## Data rows
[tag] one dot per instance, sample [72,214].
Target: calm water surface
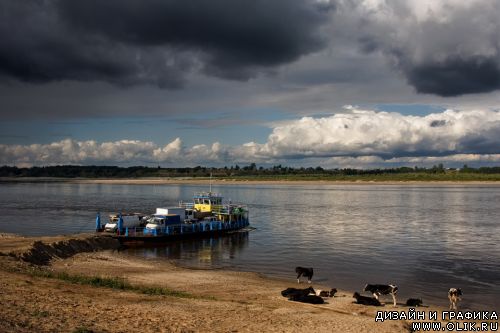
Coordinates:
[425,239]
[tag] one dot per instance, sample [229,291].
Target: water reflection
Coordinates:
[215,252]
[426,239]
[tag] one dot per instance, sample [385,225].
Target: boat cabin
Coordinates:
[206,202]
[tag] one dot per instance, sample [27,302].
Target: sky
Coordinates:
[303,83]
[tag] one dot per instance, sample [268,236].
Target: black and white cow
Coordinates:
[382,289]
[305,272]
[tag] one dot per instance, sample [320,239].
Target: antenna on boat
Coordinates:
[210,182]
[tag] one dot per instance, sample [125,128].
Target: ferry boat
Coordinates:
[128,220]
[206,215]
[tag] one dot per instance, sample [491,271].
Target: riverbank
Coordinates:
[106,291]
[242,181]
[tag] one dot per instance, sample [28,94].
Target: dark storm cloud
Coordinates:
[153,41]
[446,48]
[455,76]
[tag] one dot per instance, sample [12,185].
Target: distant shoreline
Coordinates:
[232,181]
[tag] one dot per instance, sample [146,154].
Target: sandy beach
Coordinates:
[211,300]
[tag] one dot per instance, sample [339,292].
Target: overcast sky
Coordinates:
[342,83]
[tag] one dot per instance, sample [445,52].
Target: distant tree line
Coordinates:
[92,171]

--

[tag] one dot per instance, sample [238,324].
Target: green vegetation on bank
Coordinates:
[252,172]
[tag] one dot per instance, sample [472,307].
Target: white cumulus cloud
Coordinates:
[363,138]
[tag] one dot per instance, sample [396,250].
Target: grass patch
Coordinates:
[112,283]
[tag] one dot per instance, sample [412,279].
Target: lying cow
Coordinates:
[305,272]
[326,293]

---

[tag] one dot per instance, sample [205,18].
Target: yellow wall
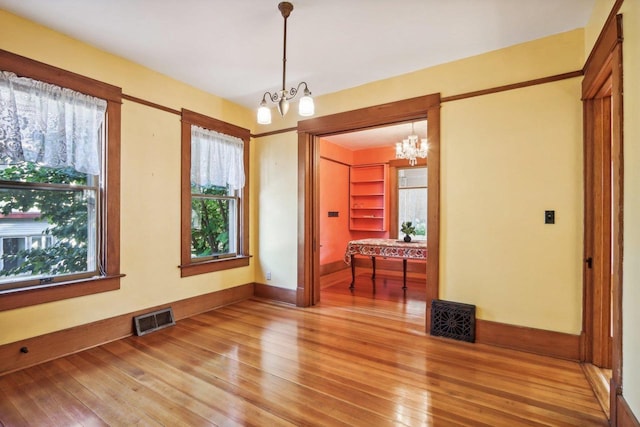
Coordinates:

## Work to complete
Which of the rows above contain the word "white"? Copy out each such row in full, treating capital and lowercase letters as different.

## Finished task
Target: black and white cow
Target: white cumulus cloud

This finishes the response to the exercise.